Extrait du texte >>
-------

14 octobre 1806 : l’armée prussienne vole en éclats Les raisons d’une déroute

Robert Ouvrard

(conférence présentée à Iéna, le 15 octobre 2006 et à l’Institut Français de Vienne le 24 octobre 2006)

Dès le mois d’août 1806, le roi de Prusse , Frédéric-Guillaume III, considérant que la guerre avec la France de Napoléon ne peut plus, malgré ses propres convictions, être évitée, ordonne la mobilisation de son armée, en Thuringe. Le mois suivant, avec son allié saxon plus ou moins volontaire, il masse là environ 120.000 hommes, que complètent 80.000 soldats des différentes garnisons ainsi qu’une petite armée, sous les ordres du général L’Estocq, qui se trouve, elle, en Prusse orientale.

Encore plus à l’est, l’allié russe prépare lui aussi une armée, que la Prusse pense devoir être prête pour le mois de novembre.

Le commandement en chef de l’armée prussienne est confié au héros de la Guerre de Sept-Ans, le duc de Brunswick, assisté de vétérans de l’époque du Grand Frédéric, comme le prince de Hohenlohe et le général Rüchel. Je reviendrai plus tard sur ces personnages.

Côté français, la Grande Armée, qui vient de se couvrir de gloire à Austerlitz, et que Napoléon, contrairement à sa promesse, peut-être par une sorte de prémonition, sans doute aussi par un soucis d’économie, n’a pas ramené en France, cette Grande Armée est dispersée dans ses cantonnements au sud de l’Allemagne, en Bavière, dans le Wurtemberg et Bade. Etrangement, alors que la Prusse ne cache pas ses préparatifs guerriers, Napoléon reste inactif jusqu’en septembre, moment où, enfin, il envoie à Berthier les premiers ordres de rassemblement des troupes dispersées autour de Bamberg. Ces mouvements, effectués un peu dans le désordre, seront bientôt mieux coordonnés lorsque Napoléon arrivera, le 1er octobre.

On voit ici l’un des prémices de la catastrophe à venir : la Prusse n’a en aucune manière sut profiter des 2 à 3 semaines d’avance sur son adversaire. La cause en fut d’interminables conseils de guerre, incapables de mettre au point un plan de campagne accepté par tous les participants. Funeste erreur, face à un homme de guerre de la trempe de Napoléon, au sommet de sa science militaire.

-------

Données répertoriées >>
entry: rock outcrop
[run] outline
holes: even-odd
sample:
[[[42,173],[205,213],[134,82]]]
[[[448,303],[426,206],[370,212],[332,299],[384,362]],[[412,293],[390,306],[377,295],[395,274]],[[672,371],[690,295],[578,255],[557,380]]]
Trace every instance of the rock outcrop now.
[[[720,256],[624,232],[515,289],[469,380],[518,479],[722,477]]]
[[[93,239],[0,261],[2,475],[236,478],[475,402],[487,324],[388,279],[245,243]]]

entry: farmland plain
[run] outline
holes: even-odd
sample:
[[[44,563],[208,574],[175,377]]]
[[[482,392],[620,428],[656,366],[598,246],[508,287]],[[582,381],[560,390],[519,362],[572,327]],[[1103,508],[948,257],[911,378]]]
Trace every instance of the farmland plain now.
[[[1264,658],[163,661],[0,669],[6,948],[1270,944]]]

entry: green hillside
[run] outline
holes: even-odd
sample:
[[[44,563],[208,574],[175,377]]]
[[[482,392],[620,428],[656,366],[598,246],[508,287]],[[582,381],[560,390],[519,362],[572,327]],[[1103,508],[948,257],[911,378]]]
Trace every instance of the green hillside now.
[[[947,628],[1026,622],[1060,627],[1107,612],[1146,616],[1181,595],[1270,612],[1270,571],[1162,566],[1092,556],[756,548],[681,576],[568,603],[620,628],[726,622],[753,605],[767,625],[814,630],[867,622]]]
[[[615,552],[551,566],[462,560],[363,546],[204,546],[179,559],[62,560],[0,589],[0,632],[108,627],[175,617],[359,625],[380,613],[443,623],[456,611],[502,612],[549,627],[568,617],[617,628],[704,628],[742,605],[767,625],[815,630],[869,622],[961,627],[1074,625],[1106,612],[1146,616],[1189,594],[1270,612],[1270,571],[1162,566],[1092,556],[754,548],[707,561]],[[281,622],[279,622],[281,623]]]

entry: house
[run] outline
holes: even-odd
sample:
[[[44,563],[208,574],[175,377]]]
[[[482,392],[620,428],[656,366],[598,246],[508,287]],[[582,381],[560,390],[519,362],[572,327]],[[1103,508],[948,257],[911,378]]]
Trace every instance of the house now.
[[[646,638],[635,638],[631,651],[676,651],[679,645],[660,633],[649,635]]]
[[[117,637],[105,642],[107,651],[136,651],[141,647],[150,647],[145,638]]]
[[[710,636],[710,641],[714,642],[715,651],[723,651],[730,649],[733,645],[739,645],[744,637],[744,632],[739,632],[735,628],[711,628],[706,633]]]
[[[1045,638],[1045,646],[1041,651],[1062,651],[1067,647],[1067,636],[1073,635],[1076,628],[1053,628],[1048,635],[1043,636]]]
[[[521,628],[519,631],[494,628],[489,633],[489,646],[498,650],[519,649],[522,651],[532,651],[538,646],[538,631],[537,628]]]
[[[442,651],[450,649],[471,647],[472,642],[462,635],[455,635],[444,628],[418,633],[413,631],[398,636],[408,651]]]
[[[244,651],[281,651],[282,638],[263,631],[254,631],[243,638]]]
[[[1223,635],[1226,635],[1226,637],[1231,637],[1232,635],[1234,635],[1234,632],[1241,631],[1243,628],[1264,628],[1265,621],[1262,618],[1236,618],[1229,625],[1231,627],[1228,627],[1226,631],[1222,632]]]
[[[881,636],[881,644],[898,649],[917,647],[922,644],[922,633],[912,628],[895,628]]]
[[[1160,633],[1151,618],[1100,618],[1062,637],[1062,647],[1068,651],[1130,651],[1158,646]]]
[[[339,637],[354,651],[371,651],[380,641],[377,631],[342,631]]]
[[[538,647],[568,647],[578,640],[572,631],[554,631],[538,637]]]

-------

Série de consignes >>
- 1) Dans l'extrait sur la déroute prussienne de 1806, relevez les régions où la Grande Armée se trouve dispersée dans ses cantonnements au sud de l'Allemagne.
- 2) Poursuivez l'extrait sur la déroute prussienne de 1806 à partir de la dernière phrase.

Réponses attendues >>
- 1) La Bavière, le Wurtemberg et Bade.

- 2)
Celui-ci va prendre l’initiative, surprendre des Prussiens en pleine expectative et qui vont finalement décider de retraiter en direction de Magdebourg et de l’Elbe.

Comme le fait remarquer Mathieu Dumas, dans son Précis des évènements militaires, « si Napoléon lui-même avait pu prescrire aux généraux prussiens les dispositions les plus convenables à ses vues, il n’aurait pas tracé un plan de campagne plus propre à consumer en tâtonnements le temps et les moyens d’agir. »

La suite vous a déjà été contée : après Saalfeld le 10 octobre, et la mort remarquablement « médiatisée » du prince Louis-Ferdinand de Prusse, ce sera Iéna et Auerstaedt le 14, puis la poursuite des débris de l’armée prussienne et l’entrée de Napoléon à Berlin, le 26 octobre.

Selon les mots de Henri Heine, l’Empereur n’avait eu qu’à siffler, et la Prusse n’existait plus.

 

Pourquoi cette armée prussienne, si vantée, si redoutée, même par Napoléon lui-même, avait-elle pu, en l’espace de quelques semaines, littéralement imploser avec une telle facilité. Pour, pour reprendre les mots de Clausewitz, pourquoi cette « Grande Catastrophe » ?

Cette question a été souvent débattue et discutée de manière controversée, et ceci dès la capitulation finale. Notons en passant que pas moins de 208 officiers prussiens – mais essentiellement parmi les commandants des places ayant capitulé – furent ainsi traduits devant des cour martiales, ce qui reflète parfaitement le désarroi du commandement prussien. Parmi ceux qui eurent la responsabilité directes des évènements, on notera que Hohenlohe démissionna et retourna dans ses terres, Kalckreuth fut limogé, Rüchel démissionna l’année suivante, Wartensleben fut limogé pour avoir rendu Magdebourg, enfin Schimmelpfennig démissionna lui aussi.

Les critiques offrent un large spectre et les explications et justifications présentées dépendent bien entendu de l’environnement politique  et intellectuel de leurs auteurs.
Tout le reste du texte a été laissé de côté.